(Records taken from a collection)
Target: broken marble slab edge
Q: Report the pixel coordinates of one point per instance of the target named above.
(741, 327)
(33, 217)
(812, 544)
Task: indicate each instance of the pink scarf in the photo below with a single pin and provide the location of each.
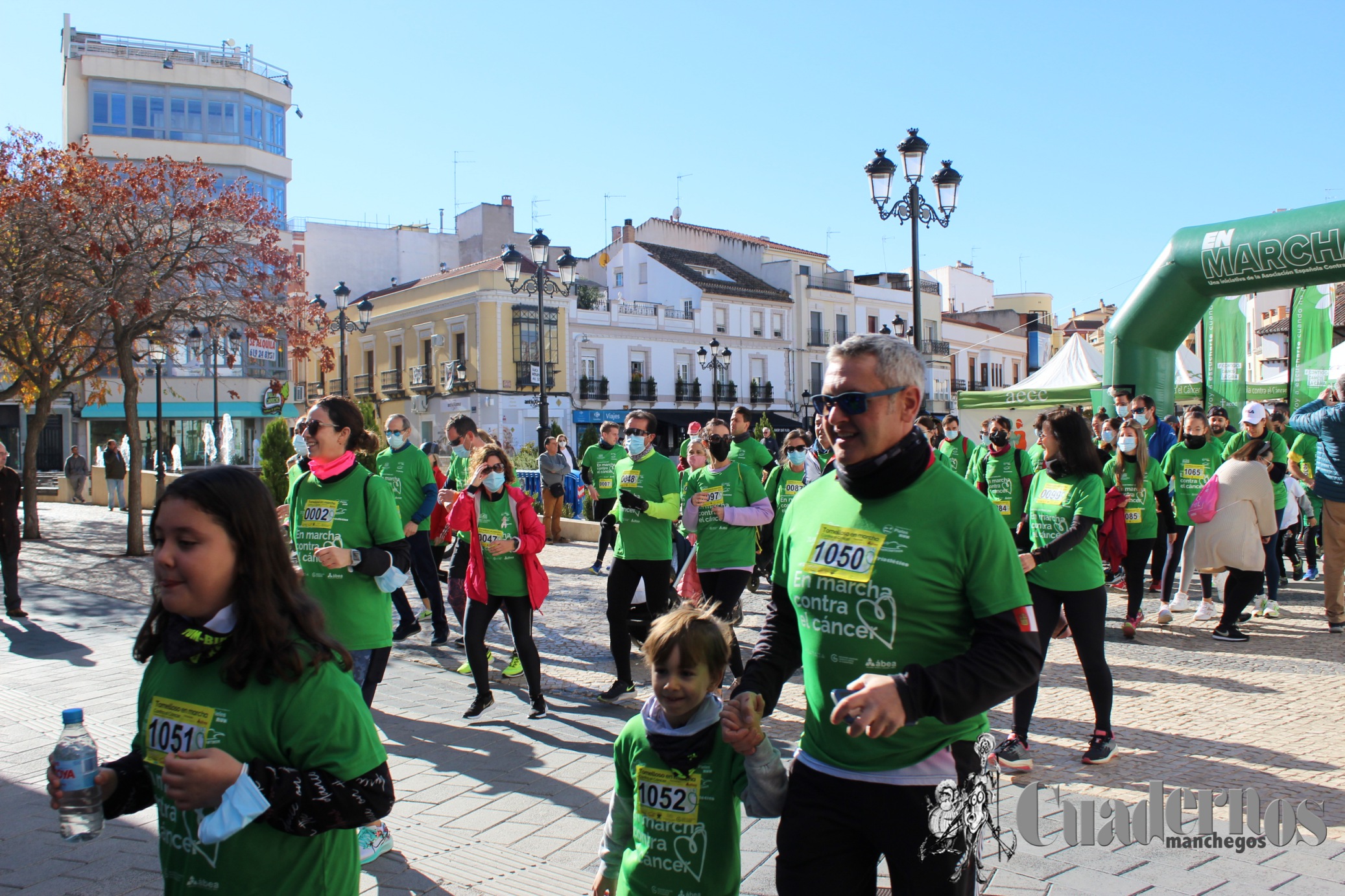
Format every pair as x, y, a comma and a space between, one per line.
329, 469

---

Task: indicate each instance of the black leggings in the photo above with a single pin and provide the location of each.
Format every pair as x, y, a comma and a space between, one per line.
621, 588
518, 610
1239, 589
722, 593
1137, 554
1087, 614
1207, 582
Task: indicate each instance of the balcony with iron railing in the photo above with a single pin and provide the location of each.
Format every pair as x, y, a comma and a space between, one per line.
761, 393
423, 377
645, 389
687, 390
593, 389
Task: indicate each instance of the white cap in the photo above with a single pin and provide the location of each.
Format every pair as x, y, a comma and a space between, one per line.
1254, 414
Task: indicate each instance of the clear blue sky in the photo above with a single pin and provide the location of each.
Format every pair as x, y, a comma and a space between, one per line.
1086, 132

...

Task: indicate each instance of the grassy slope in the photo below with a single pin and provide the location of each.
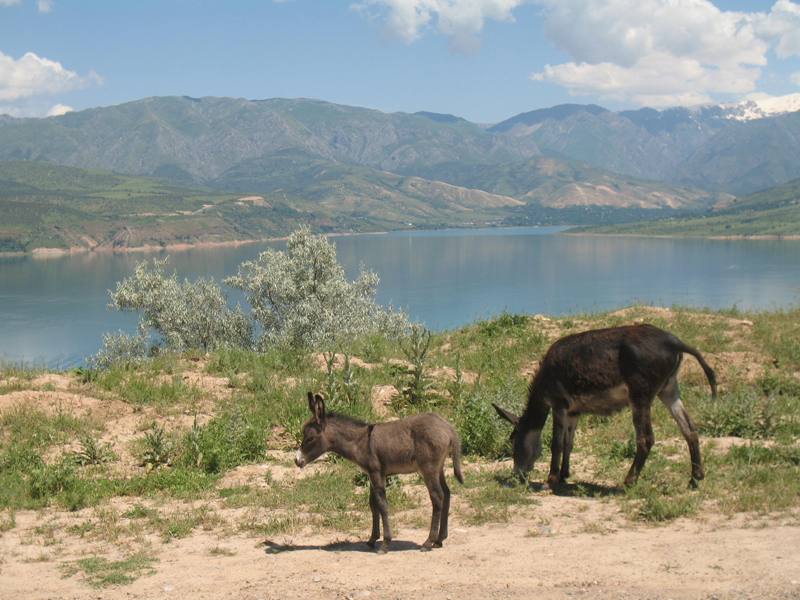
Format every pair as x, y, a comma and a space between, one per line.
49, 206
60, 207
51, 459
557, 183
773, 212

The task => Count the lines in the preceding records that contain the string "above", treating uppercase and lowercase as different, and give only the number.

Exercise solution => 5